Records drawn from a dataset:
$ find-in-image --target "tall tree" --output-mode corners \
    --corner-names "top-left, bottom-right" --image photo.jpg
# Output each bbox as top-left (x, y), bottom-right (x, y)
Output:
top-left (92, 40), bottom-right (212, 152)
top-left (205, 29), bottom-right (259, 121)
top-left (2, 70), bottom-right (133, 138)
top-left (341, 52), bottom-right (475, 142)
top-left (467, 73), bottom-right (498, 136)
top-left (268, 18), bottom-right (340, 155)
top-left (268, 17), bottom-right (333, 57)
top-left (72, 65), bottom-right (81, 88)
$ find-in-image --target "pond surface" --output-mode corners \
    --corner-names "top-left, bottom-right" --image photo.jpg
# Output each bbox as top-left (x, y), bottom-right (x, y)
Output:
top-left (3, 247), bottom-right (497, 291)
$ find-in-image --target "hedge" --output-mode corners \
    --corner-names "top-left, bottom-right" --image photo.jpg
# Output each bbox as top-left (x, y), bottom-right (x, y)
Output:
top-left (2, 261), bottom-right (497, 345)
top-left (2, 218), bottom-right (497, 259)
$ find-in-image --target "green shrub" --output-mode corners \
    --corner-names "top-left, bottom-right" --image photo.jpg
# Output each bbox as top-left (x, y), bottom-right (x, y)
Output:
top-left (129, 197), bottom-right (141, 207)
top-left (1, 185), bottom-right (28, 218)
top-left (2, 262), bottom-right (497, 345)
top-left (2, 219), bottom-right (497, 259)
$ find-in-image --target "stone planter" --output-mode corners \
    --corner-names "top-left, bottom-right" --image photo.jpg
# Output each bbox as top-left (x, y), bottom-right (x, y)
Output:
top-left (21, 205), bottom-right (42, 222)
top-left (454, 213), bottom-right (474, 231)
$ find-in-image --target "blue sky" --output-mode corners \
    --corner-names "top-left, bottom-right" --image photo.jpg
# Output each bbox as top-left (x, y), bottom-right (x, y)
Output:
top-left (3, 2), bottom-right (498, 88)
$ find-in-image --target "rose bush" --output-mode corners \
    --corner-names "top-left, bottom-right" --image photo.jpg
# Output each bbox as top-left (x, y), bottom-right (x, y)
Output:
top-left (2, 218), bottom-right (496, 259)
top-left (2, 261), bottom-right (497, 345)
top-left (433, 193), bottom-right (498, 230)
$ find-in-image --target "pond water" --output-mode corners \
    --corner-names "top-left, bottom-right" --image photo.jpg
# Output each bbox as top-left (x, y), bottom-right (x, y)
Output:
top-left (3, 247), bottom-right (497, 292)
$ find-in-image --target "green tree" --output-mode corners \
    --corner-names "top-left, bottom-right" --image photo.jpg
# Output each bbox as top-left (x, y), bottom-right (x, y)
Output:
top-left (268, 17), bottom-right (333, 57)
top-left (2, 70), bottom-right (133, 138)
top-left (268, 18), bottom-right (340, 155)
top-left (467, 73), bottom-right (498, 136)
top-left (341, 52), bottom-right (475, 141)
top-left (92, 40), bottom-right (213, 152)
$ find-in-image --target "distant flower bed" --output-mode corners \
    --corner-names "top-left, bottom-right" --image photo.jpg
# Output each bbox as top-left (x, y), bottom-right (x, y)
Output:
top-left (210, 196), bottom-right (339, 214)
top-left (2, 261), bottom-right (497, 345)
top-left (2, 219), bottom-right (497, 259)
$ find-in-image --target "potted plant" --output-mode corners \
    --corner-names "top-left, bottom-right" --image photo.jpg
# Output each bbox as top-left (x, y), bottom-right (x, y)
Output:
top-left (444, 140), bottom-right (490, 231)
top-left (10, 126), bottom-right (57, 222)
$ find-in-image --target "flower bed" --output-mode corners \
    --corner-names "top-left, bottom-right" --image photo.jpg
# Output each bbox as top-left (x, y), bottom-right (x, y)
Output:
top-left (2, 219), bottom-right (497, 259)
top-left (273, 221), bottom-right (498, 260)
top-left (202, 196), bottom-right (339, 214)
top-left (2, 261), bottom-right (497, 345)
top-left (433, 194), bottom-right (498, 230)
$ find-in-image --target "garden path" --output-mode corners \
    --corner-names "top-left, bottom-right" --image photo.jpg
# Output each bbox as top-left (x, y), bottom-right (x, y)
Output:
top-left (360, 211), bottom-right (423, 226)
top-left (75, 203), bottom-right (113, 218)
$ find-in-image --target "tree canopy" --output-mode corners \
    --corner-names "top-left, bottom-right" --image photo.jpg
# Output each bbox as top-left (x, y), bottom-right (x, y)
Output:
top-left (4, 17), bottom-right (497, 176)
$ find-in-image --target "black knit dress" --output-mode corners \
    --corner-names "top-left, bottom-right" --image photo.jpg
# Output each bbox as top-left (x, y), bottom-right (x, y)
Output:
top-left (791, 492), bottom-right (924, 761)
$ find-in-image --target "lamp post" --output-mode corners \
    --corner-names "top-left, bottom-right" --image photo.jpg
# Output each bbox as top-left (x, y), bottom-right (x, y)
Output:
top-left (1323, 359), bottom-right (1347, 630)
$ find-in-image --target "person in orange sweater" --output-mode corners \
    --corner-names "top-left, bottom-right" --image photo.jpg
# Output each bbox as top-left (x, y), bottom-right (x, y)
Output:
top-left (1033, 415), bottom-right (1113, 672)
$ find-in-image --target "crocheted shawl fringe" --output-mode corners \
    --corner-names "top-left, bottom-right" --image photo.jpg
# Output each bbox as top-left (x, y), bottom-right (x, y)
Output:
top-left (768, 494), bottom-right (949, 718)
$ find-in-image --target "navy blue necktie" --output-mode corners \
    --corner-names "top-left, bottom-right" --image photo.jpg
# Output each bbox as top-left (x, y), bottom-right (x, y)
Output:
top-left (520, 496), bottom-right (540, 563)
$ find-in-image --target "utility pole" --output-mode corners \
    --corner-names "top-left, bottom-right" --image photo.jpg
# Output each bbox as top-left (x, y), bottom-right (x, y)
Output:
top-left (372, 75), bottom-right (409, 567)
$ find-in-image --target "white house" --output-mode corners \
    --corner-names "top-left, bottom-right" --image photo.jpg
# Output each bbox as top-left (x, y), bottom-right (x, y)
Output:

ASSIGNED TASK: Give every entry again in full, precisely as written above.

COMPLETED EXERCISE:
$ find-in-image --target "tall tree" --output-mode corners \
    --corner-names "top-left, bottom-right" --image photo.jpg
# Output each bbox as top-left (x, y), bottom-right (x, y)
Output:
top-left (92, 40), bottom-right (212, 152)
top-left (205, 29), bottom-right (259, 121)
top-left (2, 70), bottom-right (133, 138)
top-left (341, 52), bottom-right (475, 142)
top-left (467, 73), bottom-right (498, 136)
top-left (268, 18), bottom-right (340, 155)
top-left (268, 17), bottom-right (333, 57)
top-left (72, 65), bottom-right (81, 88)
$ find-in-image --target "pond surface" --output-mode corners \
    --corner-names "top-left, bottom-right" --image photo.jpg
# Output each bbox as top-left (x, y), bottom-right (x, y)
Output:
top-left (3, 247), bottom-right (497, 291)
$ find-in-image --target "hedge" --output-mode corners \
    --corner-names "top-left, bottom-right" --image photo.jpg
# Output each bbox as top-left (x, y), bottom-right (x, y)
Output:
top-left (2, 261), bottom-right (497, 345)
top-left (2, 218), bottom-right (497, 259)
$ find-in-image --target "green shrub" --output-mode corners \
    --corner-names "top-left, bottom-right" --image photo.jpg
# Output each bbox as top-left (x, y), bottom-right (x, y)
Output:
top-left (129, 197), bottom-right (141, 207)
top-left (1, 185), bottom-right (28, 218)
top-left (2, 262), bottom-right (497, 345)
top-left (2, 219), bottom-right (497, 259)
$ find-in-image --target "stone planter" --output-mode corners \
    --corner-names "top-left, bottom-right" --image photo.jpg
# Output each bbox as top-left (x, y), bottom-right (x, y)
Output:
top-left (21, 205), bottom-right (42, 222)
top-left (454, 213), bottom-right (474, 231)
$ find-in-image --target "blue sky" --output-mode corners \
    --corner-names "top-left, bottom-right" --image photo.jpg
# Output each bbox as top-left (x, y), bottom-right (x, y)
Output:
top-left (3, 2), bottom-right (498, 88)
$ find-in-image --target "rose bush" --output-mode corners \
    --corner-names "top-left, bottom-right" --image photo.jpg
# Output each bbox as top-left (x, y), bottom-right (x, y)
Output:
top-left (2, 218), bottom-right (496, 259)
top-left (2, 261), bottom-right (497, 345)
top-left (433, 193), bottom-right (498, 230)
$ find-in-image --target "pond water" --output-mode corners \
    --corner-names "top-left, bottom-right" --image photo.jpg
# Output each bbox as top-left (x, y), bottom-right (x, y)
Output:
top-left (3, 247), bottom-right (497, 292)
$ find-in-image --target "green tree" --output-mode corners \
    --corner-names "top-left, bottom-right" --image photo.jpg
# Output each bbox as top-left (x, y), bottom-right (x, y)
Output:
top-left (268, 17), bottom-right (333, 57)
top-left (2, 70), bottom-right (133, 138)
top-left (268, 18), bottom-right (340, 155)
top-left (467, 73), bottom-right (498, 136)
top-left (341, 52), bottom-right (475, 141)
top-left (92, 40), bottom-right (213, 152)
$ find-in-image --target "distant flower bed" --output-mode corners \
    --corner-names "top-left, bottom-right" --image photo.jpg
# Output each bbox as top-left (x, y), bottom-right (x, y)
Output:
top-left (210, 196), bottom-right (339, 214)
top-left (2, 261), bottom-right (497, 345)
top-left (2, 219), bottom-right (497, 259)
$ find-in-image --target "potted plant" --output-mode corners \
    --corner-names "top-left, bottom-right" --image photo.jpg
# Output each bbox as top-left (x, y), bottom-right (x, y)
Output:
top-left (444, 140), bottom-right (490, 231)
top-left (10, 126), bottom-right (57, 222)
$ find-in-image --target "flower bed" --output-mode corners \
    --corner-names "top-left, bottom-right" --image photo.jpg
# Output each bbox as top-left (x, y), bottom-right (x, y)
Output:
top-left (2, 219), bottom-right (497, 259)
top-left (273, 221), bottom-right (498, 260)
top-left (202, 196), bottom-right (339, 214)
top-left (2, 261), bottom-right (497, 345)
top-left (433, 194), bottom-right (498, 230)
$ find-in-image --target "garden path" --output-mode corners \
    --corner-names "top-left, bottom-right" --image photo.jpg
# Output each bbox as top-left (x, y), bottom-right (x, y)
Output:
top-left (360, 211), bottom-right (423, 226)
top-left (75, 203), bottom-right (113, 218)
$ find-in-image --target "tree canopy" --output-mode corners \
    --corner-names "top-left, bottom-right" --image photo.jpg
# Output each bbox as top-left (x, y), bottom-right (x, y)
Output:
top-left (4, 17), bottom-right (497, 176)
$ find-in-image --target "black knit dress" --output-mode corners \
    --corner-names "top-left, bottom-right" --image photo.jpg
# Output each bbox as top-left (x, y), bottom-right (x, y)
Output:
top-left (791, 492), bottom-right (924, 761)
$ find-in-image --target "lamp post" --output-mode corners \
    --corner-names "top-left, bottom-right" --image photo.jpg
# Output each bbox as top-left (x, y), bottom-right (x, y)
Output:
top-left (1323, 359), bottom-right (1347, 630)
$ find-in-image --target "person in orange sweater" --output-mode corners \
    --corner-names "top-left, bottom-right" --image photo.jpg
# Output each bbox as top-left (x, y), bottom-right (x, y)
Output:
top-left (1033, 415), bottom-right (1113, 672)
$ find-in-image --target "crocheted shawl fringe" --output-mode corners \
    --corner-names "top-left, bottom-right" --image photo.jpg
# Output each bbox as top-left (x, y), bottom-right (x, y)
Output:
top-left (768, 494), bottom-right (949, 718)
$ find-in-image --target "navy blue necktie" --output-mode corners \
    --corner-names "top-left, bottom-right" --image photo.jpg
# Output each bbox as top-left (x, y), bottom-right (x, y)
Output:
top-left (520, 496), bottom-right (540, 563)
$ find-in-image --target "utility pole" --output-mode corners \
    --corner-names "top-left, bottom-right" --image photo.jpg
# Output each bbox as top-left (x, y), bottom-right (x, y)
Output:
top-left (372, 75), bottom-right (409, 567)
$ find-in-image --target "white house" --output-mode corners \
    --corner-names "top-left, bottom-right" --image photo.jpg
# Output each bbox as top-left (x, y), bottom-right (x, y)
Output:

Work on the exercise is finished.